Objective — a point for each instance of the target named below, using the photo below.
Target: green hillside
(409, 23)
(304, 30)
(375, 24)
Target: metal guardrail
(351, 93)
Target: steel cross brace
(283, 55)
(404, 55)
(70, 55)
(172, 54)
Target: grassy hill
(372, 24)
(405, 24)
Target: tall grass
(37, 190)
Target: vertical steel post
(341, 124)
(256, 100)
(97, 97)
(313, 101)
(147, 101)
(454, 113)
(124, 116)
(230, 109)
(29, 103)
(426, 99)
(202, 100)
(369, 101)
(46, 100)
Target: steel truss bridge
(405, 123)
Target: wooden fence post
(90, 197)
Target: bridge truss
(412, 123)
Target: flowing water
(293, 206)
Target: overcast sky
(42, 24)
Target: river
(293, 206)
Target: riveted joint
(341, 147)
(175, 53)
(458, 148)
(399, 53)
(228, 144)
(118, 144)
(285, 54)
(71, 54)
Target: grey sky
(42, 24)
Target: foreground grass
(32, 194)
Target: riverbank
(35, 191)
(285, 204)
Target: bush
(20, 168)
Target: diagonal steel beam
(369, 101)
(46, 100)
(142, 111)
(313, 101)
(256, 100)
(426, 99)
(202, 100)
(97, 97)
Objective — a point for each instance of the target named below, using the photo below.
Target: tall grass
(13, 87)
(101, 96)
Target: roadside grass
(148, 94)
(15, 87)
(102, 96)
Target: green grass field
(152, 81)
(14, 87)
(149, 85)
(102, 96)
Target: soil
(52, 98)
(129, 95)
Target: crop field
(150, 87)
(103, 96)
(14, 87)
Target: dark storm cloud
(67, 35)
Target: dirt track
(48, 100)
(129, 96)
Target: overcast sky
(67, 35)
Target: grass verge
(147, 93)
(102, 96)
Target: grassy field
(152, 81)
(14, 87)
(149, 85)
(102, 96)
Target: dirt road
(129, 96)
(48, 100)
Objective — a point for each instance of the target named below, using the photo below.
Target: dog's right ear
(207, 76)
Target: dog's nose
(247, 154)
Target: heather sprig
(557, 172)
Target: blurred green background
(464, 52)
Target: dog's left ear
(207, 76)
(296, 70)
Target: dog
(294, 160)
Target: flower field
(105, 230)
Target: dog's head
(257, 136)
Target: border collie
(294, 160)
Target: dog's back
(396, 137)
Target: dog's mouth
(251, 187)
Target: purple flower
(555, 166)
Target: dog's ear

◇ ◇ ◇ ◇

DETALLES DEL PROBLEMA
Convierte todas las líneas anteriores en una tabla de Markdown con las columnas «N.º» y «Línea». Numera cada fila y omite las líneas en blanco.

SOLUCIÓN DEL EJERCICIO
| N.º | Línea |
|---|---|
| 1 | Objective — a point for each instance of the target named below, using the photo below. |
| 2 | Target: green hillside |
| 3 | (409, 23) |
| 4 | (304, 30) |
| 5 | (375, 24) |
| 6 | Target: metal guardrail |
| 7 | (351, 93) |
| 8 | Target: steel cross brace |
| 9 | (283, 55) |
| 10 | (404, 55) |
| 11 | (70, 55) |
| 12 | (172, 54) |
| 13 | Target: grassy hill |
| 14 | (372, 24) |
| 15 | (405, 24) |
| 16 | Target: tall grass |
| 17 | (37, 190) |
| 18 | Target: vertical steel post |
| 19 | (341, 124) |
| 20 | (256, 100) |
| 21 | (97, 97) |
| 22 | (313, 101) |
| 23 | (147, 101) |
| 24 | (454, 113) |
| 25 | (124, 116) |
| 26 | (230, 109) |
| 27 | (29, 103) |
| 28 | (426, 99) |
| 29 | (202, 100) |
| 30 | (369, 101) |
| 31 | (46, 100) |
| 32 | Target: steel truss bridge |
| 33 | (405, 123) |
| 34 | Target: wooden fence post |
| 35 | (90, 197) |
| 36 | Target: bridge truss |
| 37 | (412, 123) |
| 38 | Target: flowing water |
| 39 | (293, 206) |
| 40 | Target: overcast sky |
| 41 | (42, 24) |
| 42 | Target: river |
| 43 | (293, 206) |
| 44 | Target: riveted joint |
| 45 | (341, 147) |
| 46 | (175, 53) |
| 47 | (458, 148) |
| 48 | (399, 53) |
| 49 | (228, 144) |
| 50 | (118, 144) |
| 51 | (285, 54) |
| 52 | (71, 54) |
| 53 | Target: grey sky |
| 54 | (42, 24) |
| 55 | Target: foreground grass |
| 56 | (32, 194) |
| 57 | Target: riverbank |
| 58 | (35, 191) |
| 59 | (285, 204) |
| 60 | Target: bush |
| 61 | (20, 168) |
| 62 | Target: diagonal steel beam |
| 63 | (369, 101) |
| 64 | (46, 100) |
| 65 | (142, 111) |
| 66 | (313, 101) |
| 67 | (256, 100) |
| 68 | (426, 99) |
| 69 | (202, 100) |
| 70 | (97, 97) |
| 71 | Objective — a point for each instance of the target named below, using the photo below. |
| 72 | Target: tall grass |
| 73 | (13, 87) |
| 74 | (101, 96) |
| 75 | Target: roadside grass |
| 76 | (148, 94) |
| 77 | (15, 87) |
| 78 | (102, 96) |
| 79 | Target: green grass field |
| 80 | (152, 81) |
| 81 | (14, 87) |
| 82 | (149, 85) |
| 83 | (102, 96) |
| 84 | Target: soil |
| 85 | (52, 98) |
| 86 | (129, 95) |
| 87 | Target: crop field |
| 88 | (150, 87) |
| 89 | (103, 96) |
| 90 | (14, 87) |
| 91 | Target: dark storm cloud |
| 92 | (67, 35) |
| 93 | Target: dirt track |
| 94 | (48, 100) |
| 95 | (129, 96) |
| 96 | Target: overcast sky |
| 97 | (67, 35) |
| 98 | Target: grass verge |
| 99 | (147, 93) |
| 100 | (102, 96) |
| 101 | Target: grassy field |
| 102 | (152, 81) |
| 103 | (14, 87) |
| 104 | (149, 85) |
| 105 | (102, 96) |
| 106 | Target: dirt road |
| 107 | (129, 96) |
| 108 | (48, 100) |
| 109 | Objective — a point for each instance of the target named below, using the photo below. |
| 110 | Target: dog's right ear |
| 111 | (207, 76) |
| 112 | Target: dog's nose |
| 113 | (247, 154) |
| 114 | Target: heather sprig |
| 115 | (557, 172) |
| 116 | Target: blurred green background |
| 117 | (464, 52) |
| 118 | Target: dog's left ear |
| 119 | (207, 76) |
| 120 | (296, 70) |
| 121 | Target: dog |
| 122 | (294, 160) |
| 123 | Target: flower field |
| 124 | (105, 230) |
| 125 | Target: dog's head |
| 126 | (257, 136) |
| 127 | Target: border collie |
| 128 | (294, 160) |
| 129 | Target: dog's back |
| 130 | (396, 137) |
| 131 | Target: dog's mouth |
| 132 | (251, 187) |
| 133 | Target: purple flower |
| 134 | (555, 166) |
| 135 | Target: dog's ear |